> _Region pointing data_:
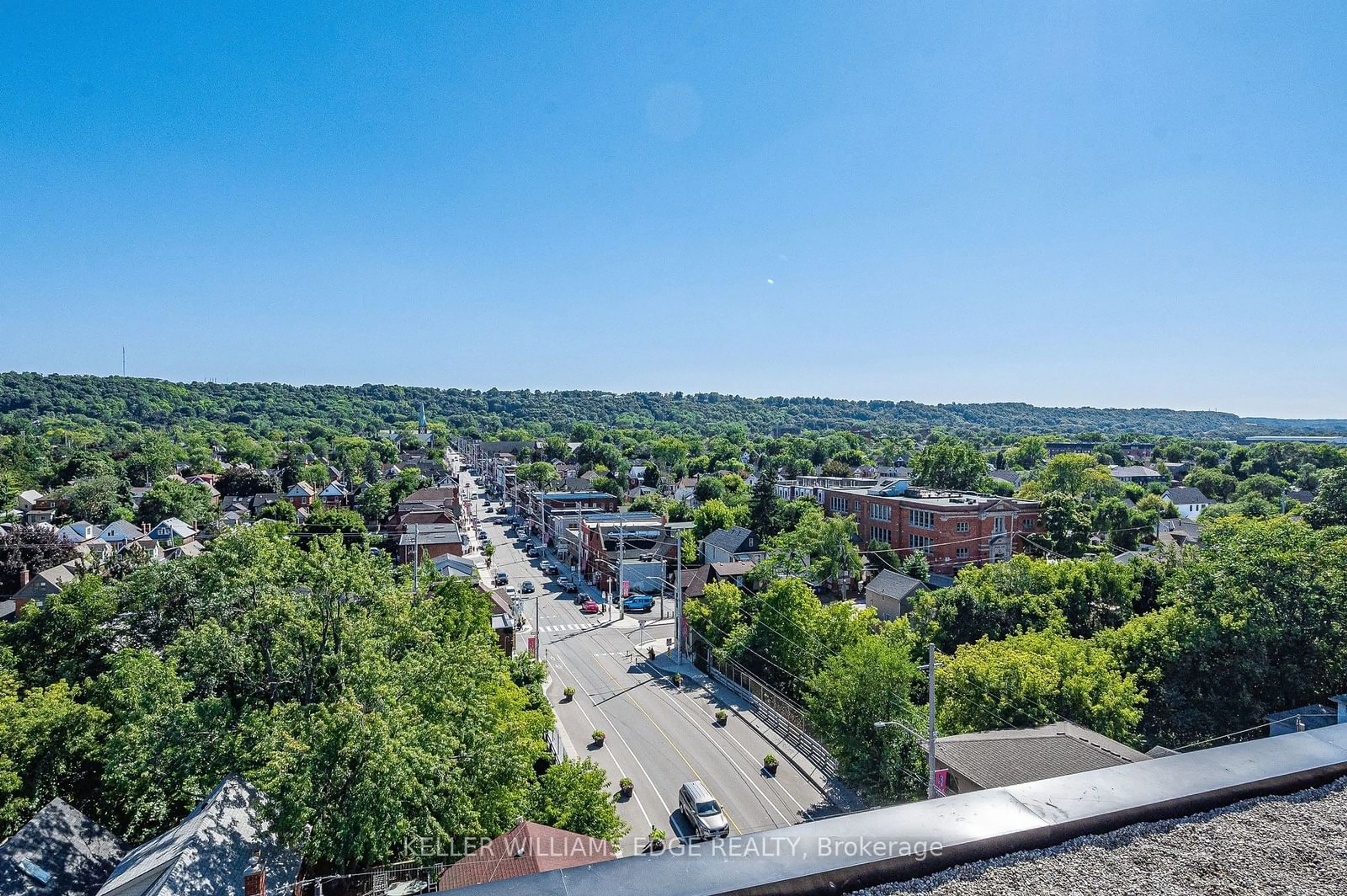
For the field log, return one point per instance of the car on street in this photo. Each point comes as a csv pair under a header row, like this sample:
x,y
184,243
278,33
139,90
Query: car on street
x,y
639,603
702,811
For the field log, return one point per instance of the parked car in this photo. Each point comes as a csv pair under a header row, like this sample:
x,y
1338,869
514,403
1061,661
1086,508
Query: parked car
x,y
702,811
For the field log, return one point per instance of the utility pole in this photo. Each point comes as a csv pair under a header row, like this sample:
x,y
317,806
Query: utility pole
x,y
415,561
678,597
930,671
622,557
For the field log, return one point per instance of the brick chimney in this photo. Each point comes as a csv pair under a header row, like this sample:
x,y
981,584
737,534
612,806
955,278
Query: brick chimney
x,y
255,879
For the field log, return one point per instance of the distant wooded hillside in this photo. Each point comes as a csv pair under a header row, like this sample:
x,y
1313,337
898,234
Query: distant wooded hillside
x,y
368,407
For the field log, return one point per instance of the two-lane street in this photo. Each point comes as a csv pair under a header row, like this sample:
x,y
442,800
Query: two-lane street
x,y
658,735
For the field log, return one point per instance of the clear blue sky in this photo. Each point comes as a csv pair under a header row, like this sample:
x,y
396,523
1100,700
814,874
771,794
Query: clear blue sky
x,y
1084,204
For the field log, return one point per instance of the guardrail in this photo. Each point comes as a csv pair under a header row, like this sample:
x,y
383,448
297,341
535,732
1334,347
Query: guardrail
x,y
791,734
885,845
776,710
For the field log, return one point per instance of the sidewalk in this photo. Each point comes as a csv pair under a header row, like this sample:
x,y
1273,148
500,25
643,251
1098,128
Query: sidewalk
x,y
728,698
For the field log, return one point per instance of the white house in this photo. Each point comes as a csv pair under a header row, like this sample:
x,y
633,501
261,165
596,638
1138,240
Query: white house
x,y
1188,500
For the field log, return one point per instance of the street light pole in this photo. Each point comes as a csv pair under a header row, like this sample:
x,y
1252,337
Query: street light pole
x,y
931,791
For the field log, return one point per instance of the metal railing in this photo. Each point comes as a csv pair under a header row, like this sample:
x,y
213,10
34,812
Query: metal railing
x,y
776,710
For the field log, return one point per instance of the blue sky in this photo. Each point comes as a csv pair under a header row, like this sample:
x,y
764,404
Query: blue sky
x,y
1082,204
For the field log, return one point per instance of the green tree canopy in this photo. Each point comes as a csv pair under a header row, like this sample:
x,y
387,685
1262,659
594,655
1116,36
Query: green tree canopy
x,y
950,464
1038,678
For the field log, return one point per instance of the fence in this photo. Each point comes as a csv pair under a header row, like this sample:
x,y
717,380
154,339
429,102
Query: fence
x,y
776,710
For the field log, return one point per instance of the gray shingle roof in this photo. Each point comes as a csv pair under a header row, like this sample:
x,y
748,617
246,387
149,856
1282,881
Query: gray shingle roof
x,y
61,841
735,541
895,585
1187,495
1001,759
208,852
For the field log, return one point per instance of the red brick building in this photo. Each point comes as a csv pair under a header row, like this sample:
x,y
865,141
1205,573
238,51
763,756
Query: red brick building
x,y
954,529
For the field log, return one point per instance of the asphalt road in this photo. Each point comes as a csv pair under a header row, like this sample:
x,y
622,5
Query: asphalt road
x,y
659,736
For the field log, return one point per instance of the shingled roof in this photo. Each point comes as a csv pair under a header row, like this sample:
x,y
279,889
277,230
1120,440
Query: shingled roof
x,y
1001,759
524,849
60,841
212,845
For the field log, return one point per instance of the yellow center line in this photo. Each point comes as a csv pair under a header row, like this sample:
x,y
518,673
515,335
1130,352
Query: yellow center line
x,y
691,769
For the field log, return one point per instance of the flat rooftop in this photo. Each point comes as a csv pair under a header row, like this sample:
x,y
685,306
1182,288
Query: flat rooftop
x,y
1294,844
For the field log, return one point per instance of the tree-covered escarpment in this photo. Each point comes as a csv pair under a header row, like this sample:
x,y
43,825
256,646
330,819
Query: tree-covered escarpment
x,y
368,407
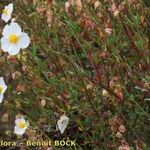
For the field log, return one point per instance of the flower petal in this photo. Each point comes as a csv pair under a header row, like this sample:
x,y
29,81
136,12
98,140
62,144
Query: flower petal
x,y
5,44
6,17
10,8
24,40
19,131
13,28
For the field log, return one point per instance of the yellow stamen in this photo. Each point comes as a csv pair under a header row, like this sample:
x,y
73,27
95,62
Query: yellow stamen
x,y
13,38
1,89
21,124
5,11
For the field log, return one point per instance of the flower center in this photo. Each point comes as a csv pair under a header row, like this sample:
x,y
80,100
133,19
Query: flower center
x,y
21,125
13,38
5,11
1,89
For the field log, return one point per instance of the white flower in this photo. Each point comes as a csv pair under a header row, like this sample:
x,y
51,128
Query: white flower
x,y
14,39
3,88
7,11
62,123
21,126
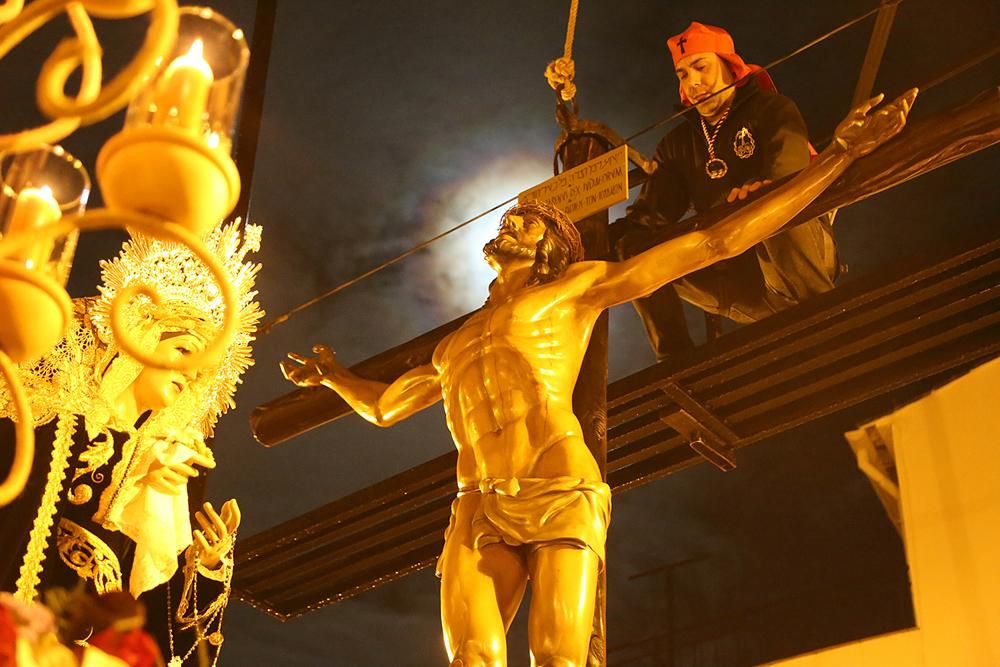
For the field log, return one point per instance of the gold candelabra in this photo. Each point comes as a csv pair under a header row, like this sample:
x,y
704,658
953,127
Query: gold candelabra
x,y
167,174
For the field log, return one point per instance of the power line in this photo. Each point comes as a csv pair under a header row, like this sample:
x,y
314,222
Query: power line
x,y
266,328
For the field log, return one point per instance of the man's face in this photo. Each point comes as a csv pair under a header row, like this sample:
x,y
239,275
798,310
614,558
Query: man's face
x,y
701,75
517,239
156,389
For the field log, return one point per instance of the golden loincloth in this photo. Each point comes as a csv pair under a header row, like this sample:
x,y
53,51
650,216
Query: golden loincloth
x,y
536,512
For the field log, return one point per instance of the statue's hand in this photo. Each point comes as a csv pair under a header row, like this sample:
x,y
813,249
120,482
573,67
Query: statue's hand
x,y
311,371
171,479
859,134
218,530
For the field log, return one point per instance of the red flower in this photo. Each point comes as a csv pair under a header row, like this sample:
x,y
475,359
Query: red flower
x,y
8,639
135,647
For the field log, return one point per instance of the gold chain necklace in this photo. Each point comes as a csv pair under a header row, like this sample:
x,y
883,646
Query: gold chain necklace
x,y
716,168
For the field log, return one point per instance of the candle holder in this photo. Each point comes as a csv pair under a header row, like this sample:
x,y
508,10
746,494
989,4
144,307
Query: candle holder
x,y
172,158
37,188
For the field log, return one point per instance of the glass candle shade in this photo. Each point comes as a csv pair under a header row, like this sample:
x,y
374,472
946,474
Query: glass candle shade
x,y
37,188
198,87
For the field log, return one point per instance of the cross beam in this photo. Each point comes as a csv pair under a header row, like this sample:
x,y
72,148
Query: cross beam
x,y
897,332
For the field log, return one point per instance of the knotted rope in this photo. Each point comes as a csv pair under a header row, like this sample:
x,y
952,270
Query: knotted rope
x,y
560,72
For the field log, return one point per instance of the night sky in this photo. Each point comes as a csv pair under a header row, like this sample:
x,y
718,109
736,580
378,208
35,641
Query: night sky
x,y
385,123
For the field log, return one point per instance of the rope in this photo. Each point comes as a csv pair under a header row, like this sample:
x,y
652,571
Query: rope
x,y
266,328
560,72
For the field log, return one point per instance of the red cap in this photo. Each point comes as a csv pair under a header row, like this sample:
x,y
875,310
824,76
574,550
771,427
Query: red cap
x,y
701,38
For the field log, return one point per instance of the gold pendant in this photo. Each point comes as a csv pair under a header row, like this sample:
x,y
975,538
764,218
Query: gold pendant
x,y
743,144
716,168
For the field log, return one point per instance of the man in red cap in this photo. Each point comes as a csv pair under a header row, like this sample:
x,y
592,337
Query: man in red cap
x,y
736,139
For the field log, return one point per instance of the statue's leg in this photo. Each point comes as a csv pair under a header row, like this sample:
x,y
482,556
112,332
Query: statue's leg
x,y
480,593
563,584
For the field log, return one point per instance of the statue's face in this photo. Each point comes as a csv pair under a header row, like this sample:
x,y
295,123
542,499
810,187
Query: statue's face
x,y
702,74
156,389
517,239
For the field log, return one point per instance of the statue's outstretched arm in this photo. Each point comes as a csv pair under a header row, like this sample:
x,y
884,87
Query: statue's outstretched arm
x,y
380,403
858,135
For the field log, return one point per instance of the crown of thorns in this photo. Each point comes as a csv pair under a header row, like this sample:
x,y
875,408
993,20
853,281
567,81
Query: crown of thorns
x,y
561,221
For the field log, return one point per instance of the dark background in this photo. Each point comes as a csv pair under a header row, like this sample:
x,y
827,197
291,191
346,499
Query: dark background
x,y
385,123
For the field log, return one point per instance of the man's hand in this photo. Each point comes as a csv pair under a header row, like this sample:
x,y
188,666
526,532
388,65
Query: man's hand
x,y
311,371
743,192
859,134
218,530
171,479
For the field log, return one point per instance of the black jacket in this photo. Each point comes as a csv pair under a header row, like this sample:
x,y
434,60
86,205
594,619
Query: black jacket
x,y
780,147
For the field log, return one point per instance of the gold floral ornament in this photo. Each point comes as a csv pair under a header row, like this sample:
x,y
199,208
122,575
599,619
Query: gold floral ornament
x,y
187,292
86,372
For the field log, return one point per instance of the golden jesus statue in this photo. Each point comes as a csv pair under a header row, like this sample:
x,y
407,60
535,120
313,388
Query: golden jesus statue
x,y
531,502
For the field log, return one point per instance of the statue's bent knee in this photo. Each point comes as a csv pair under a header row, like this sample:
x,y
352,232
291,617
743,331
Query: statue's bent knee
x,y
474,654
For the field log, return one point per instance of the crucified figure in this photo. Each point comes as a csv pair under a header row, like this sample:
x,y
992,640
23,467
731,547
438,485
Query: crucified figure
x,y
531,502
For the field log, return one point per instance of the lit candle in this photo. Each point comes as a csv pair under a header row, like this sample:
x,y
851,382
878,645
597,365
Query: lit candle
x,y
34,208
183,90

> _Exercise directions_: Once you find the line with "of the asphalt" in the entries above, output it and each line after it up to and including the line with "the yellow center", and nothing else.

> _Task solution_:
For the field log, return one point per instance of the asphalt road in this photo. Each point comes as a csv pair under a header row, like this sample:
x,y
622,5
Query: asphalt road
x,y
659,736
For the field log, return one point per instance of the shingled roof in this photo. Each point comes as a csv pair under a header row, like this sample:
x,y
279,889
277,230
1120,440
Query: shingled roof
x,y
1001,759
524,849
60,841
212,845
For the field log, return one point per instance of the yellow center line in this photo. Each point comes as a csv pair under a header row, like this sample:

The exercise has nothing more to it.